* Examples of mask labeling
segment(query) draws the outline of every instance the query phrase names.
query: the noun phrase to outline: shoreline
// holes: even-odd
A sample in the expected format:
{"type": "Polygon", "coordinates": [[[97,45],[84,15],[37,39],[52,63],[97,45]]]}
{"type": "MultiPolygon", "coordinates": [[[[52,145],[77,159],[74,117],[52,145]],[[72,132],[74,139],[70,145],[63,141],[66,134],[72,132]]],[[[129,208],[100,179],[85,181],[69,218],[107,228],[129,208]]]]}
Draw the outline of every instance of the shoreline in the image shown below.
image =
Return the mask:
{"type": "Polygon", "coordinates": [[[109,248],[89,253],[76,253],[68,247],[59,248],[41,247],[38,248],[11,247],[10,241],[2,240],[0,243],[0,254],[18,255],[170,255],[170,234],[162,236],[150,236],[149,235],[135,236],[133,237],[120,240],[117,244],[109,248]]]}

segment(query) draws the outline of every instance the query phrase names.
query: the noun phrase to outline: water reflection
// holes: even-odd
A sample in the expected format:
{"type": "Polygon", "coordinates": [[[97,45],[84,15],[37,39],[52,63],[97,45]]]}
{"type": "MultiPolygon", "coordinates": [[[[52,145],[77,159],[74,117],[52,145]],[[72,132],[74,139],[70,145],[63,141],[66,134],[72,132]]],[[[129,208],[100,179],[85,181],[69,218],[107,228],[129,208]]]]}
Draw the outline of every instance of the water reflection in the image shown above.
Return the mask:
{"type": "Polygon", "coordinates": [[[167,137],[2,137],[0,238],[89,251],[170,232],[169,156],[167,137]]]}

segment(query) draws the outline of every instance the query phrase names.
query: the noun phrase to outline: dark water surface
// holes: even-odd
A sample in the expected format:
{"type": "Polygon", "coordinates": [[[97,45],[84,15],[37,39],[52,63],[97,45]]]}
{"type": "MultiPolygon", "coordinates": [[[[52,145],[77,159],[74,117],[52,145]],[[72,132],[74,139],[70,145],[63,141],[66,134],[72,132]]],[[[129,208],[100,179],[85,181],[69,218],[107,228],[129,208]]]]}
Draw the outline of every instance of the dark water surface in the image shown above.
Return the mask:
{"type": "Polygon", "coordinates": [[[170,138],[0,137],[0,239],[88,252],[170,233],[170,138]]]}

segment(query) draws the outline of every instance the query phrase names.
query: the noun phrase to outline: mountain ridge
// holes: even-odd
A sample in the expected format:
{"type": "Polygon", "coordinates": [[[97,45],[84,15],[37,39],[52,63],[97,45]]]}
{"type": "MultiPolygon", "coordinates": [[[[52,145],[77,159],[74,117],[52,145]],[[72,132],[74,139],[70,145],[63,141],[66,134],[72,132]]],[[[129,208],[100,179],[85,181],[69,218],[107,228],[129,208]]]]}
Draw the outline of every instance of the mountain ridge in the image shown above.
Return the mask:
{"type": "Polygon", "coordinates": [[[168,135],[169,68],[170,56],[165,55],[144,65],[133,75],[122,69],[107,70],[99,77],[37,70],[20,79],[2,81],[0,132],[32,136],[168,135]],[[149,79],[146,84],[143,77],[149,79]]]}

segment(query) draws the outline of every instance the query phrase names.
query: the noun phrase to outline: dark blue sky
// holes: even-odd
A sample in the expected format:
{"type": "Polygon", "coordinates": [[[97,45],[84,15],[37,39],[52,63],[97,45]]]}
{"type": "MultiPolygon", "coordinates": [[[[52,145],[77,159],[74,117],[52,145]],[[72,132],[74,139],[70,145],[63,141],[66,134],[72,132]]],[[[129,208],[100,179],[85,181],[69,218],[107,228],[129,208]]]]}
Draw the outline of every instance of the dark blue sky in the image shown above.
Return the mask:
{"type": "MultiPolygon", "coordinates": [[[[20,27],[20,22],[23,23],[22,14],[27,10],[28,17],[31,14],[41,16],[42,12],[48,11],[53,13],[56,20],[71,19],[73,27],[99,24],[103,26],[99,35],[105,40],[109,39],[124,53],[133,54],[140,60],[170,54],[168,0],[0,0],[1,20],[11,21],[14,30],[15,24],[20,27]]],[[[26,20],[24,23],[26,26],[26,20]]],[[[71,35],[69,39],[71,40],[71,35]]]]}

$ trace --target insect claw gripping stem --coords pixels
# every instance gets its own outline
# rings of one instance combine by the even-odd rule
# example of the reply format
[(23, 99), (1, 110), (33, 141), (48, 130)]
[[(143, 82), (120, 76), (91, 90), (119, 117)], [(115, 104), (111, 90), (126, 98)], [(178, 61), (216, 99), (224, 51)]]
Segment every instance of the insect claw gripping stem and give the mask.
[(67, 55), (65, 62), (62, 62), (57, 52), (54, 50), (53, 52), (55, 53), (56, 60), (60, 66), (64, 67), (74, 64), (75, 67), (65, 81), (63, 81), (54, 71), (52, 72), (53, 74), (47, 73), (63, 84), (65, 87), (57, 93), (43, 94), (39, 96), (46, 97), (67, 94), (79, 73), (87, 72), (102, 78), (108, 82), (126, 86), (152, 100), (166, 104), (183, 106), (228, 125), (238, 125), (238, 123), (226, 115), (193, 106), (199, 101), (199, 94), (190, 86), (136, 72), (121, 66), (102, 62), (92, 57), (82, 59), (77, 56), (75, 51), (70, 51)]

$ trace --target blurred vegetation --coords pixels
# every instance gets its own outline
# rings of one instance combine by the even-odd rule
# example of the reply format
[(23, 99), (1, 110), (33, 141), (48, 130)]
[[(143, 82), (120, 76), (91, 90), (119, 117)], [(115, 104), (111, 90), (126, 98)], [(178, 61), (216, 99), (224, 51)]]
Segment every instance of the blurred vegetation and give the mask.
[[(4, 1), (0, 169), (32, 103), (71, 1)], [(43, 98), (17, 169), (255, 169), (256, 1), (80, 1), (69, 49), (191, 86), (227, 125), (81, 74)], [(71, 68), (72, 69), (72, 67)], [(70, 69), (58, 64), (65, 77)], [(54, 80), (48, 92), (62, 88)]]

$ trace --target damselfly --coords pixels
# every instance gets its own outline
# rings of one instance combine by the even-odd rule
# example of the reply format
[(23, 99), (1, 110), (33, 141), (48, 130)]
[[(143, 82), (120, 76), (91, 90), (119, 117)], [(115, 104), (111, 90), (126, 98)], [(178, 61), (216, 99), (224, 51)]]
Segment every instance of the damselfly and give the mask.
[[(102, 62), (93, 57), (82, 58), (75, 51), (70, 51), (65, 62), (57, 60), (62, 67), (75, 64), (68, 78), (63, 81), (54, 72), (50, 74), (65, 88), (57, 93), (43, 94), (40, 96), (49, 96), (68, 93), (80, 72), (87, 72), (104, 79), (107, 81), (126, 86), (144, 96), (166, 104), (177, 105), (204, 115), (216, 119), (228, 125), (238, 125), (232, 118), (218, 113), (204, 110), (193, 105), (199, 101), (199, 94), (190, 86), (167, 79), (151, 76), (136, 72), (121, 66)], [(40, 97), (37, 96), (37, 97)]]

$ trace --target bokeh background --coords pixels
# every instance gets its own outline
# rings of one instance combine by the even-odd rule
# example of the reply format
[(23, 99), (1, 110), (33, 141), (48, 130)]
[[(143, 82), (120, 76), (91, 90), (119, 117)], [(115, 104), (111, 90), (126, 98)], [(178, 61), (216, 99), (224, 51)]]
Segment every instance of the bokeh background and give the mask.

* Request
Please copy all of the material above word for word, keeping every line unchanged.

* The result
segment(query) draws the outline of every instance the query phrase names.
query: the noun phrase to outline: shoreline
// holes: even-odd
A sample in the expected format:
{"type": "Polygon", "coordinates": [[[97,45],[84,15],[37,39],[52,63],[97,45]]]}
{"type": "MultiPolygon", "coordinates": [[[[52,145],[77,159],[74,117],[52,145]],[[72,132],[74,139],[70,145],[63,141],[66,134],[72,132]]],[[[129,208],[100,179],[85,181],[69,218],[107,228],[129,208]]]]}
Draw the outline of every instance of the shoreline in the image shown below.
image =
Return the mask:
{"type": "Polygon", "coordinates": [[[109,248],[89,253],[76,253],[68,247],[59,248],[41,247],[38,248],[11,247],[10,241],[2,240],[0,243],[0,254],[18,255],[170,255],[170,234],[162,236],[150,236],[149,235],[135,236],[133,237],[120,240],[117,244],[109,248]]]}

segment(query) draws the outline of every instance the query phrase names.
query: the noun phrase to outline: water reflection
// holes: even-odd
A sample in the expected format:
{"type": "Polygon", "coordinates": [[[97,45],[84,15],[37,39],[52,63],[97,45]]]}
{"type": "MultiPolygon", "coordinates": [[[[52,145],[77,159],[74,117],[52,145]],[[72,132],[74,139],[70,145],[63,141],[66,134],[72,132]]],[[[129,208],[100,179],[85,181],[69,218],[107,228],[129,208]]]]}
Draw the outline of every instance of the water reflection in the image shown above.
Return the mask:
{"type": "Polygon", "coordinates": [[[167,137],[2,137],[0,238],[89,251],[170,232],[169,156],[167,137]]]}

segment(query) draws the outline of every instance the query phrase names.
query: the noun phrase to outline: dark water surface
// holes: even-odd
A sample in the expected format:
{"type": "Polygon", "coordinates": [[[97,45],[84,15],[37,39],[52,63],[97,45]]]}
{"type": "MultiPolygon", "coordinates": [[[[52,145],[77,159],[74,117],[52,145]],[[72,132],[74,139],[70,145],[63,141],[66,134],[72,132]]],[[[129,208],[100,179],[85,181],[69,218],[107,228],[129,208]]]]}
Draw the outline of every instance of the dark water surface in the image shown above.
Return the mask:
{"type": "Polygon", "coordinates": [[[170,138],[0,137],[0,239],[88,252],[170,233],[170,138]]]}

segment(query) draws the outline of every instance the query phrase names.
query: the noun phrase to outline: mountain ridge
// holes: even-odd
A sample in the expected format:
{"type": "Polygon", "coordinates": [[[97,45],[84,15],[37,39],[52,63],[97,45]]]}
{"type": "MultiPolygon", "coordinates": [[[[52,145],[77,159],[74,117],[52,145]],[[72,132],[74,139],[70,145],[63,141],[66,134],[72,132]]],[[[129,208],[100,179],[85,181],[69,218],[107,228],[129,208]]]]}
Draw the outline of every instance of the mountain ridge in the image shown above.
Return the mask:
{"type": "Polygon", "coordinates": [[[168,135],[169,68],[170,56],[165,55],[144,65],[133,75],[122,69],[107,70],[99,77],[37,70],[20,79],[2,81],[0,132],[32,136],[168,135]],[[149,79],[146,84],[143,77],[149,79]]]}

segment(query) draws the outline of every instance the query phrase names.
query: the noun phrase to outline: dark blue sky
// holes: even-odd
A sample in the expected format:
{"type": "Polygon", "coordinates": [[[97,45],[84,15],[37,39],[52,63],[97,45]]]}
{"type": "MultiPolygon", "coordinates": [[[[52,145],[77,159],[74,117],[52,145]],[[72,132],[74,139],[70,145],[63,141],[66,134],[72,132]]],[[[129,208],[100,179],[85,181],[69,218],[107,228],[129,208]]]]}
Draw the outline of every instance of the dark blue sky in the image shown above.
Return the mask:
{"type": "MultiPolygon", "coordinates": [[[[20,27],[20,22],[23,23],[22,14],[27,10],[28,17],[31,14],[41,16],[42,12],[48,11],[53,13],[56,20],[71,19],[73,27],[99,24],[103,26],[99,35],[105,40],[109,39],[124,53],[133,54],[140,60],[170,54],[168,0],[0,0],[1,20],[11,21],[14,30],[15,24],[20,27]]],[[[26,20],[24,23],[26,26],[26,20]]],[[[71,35],[69,39],[71,40],[71,35]]]]}

$ trace --target insect claw gripping stem --coords pixels
# every instance gets its own outline
# rings of one instance combine by the even-odd rule
# example of the reply format
[(23, 99), (1, 110), (33, 141), (48, 130)]
[[(143, 82), (120, 76), (91, 90), (119, 117)], [(115, 104), (111, 90), (126, 98)], [(178, 61), (216, 99), (224, 51)]]
Segment every instance of the insect claw gripping stem and give the mask.
[(67, 55), (65, 62), (62, 62), (57, 52), (54, 50), (53, 52), (55, 53), (56, 60), (60, 66), (64, 67), (74, 64), (75, 67), (65, 81), (63, 81), (54, 71), (52, 72), (53, 74), (47, 73), (63, 84), (65, 87), (57, 93), (43, 94), (39, 96), (46, 97), (67, 94), (79, 73), (87, 72), (102, 78), (108, 82), (126, 86), (152, 100), (166, 104), (183, 106), (228, 125), (238, 125), (238, 123), (226, 115), (193, 106), (199, 101), (199, 94), (190, 86), (136, 72), (121, 66), (102, 62), (92, 57), (82, 59), (77, 56), (75, 51), (70, 51)]

$ trace --target blurred vegetation --coords pixels
# every instance gets its own outline
# rings of one instance combine by the even-odd rule
# example of the reply format
[(23, 99), (1, 110), (33, 141), (48, 130)]
[[(143, 82), (120, 76), (91, 90), (119, 117)], [(115, 104), (111, 90), (126, 98)], [(178, 61), (216, 99), (224, 51)]]
Segment every instance of the blurred vegetation and give the mask.
[[(4, 1), (0, 169), (32, 103), (71, 1)], [(43, 98), (17, 169), (255, 169), (256, 1), (80, 1), (69, 49), (191, 86), (227, 125), (81, 74)], [(71, 68), (72, 69), (72, 67)], [(70, 69), (58, 64), (65, 77)], [(54, 80), (48, 92), (62, 88)]]

$ trace --target damselfly --coords pixels
# every instance gets its own outline
# rings of one instance combine by the even-odd rule
# example of the reply format
[(23, 99), (1, 110), (33, 141), (48, 130)]
[[(143, 82), (120, 76), (91, 90), (119, 117)], [(115, 104), (111, 90), (126, 98)], [(178, 61), (216, 99), (224, 51)]]
Segment every instance of the damselfly and give the mask.
[[(102, 62), (93, 57), (82, 58), (75, 51), (70, 51), (65, 62), (57, 60), (62, 67), (75, 64), (68, 78), (63, 81), (54, 72), (50, 74), (65, 88), (57, 93), (43, 94), (40, 96), (49, 96), (68, 93), (80, 72), (87, 72), (104, 79), (107, 81), (126, 86), (144, 96), (166, 104), (177, 105), (204, 115), (216, 119), (228, 125), (238, 125), (232, 118), (218, 113), (204, 110), (193, 105), (199, 101), (199, 94), (190, 86), (167, 79), (151, 76), (136, 72), (121, 66)], [(40, 97), (37, 96), (37, 97)]]

$ trace --target bokeh background --coords pixels
# every instance gets its own outline
# rings of one instance combine by the even-odd rule
# example of the reply format
[(23, 99), (1, 110), (33, 141), (48, 130)]
[[(143, 82), (120, 76), (91, 90), (119, 117)], [(115, 104), (111, 90), (126, 98)], [(178, 61), (216, 99), (224, 51)]]
Segment every instance of the bokeh background and give the mask.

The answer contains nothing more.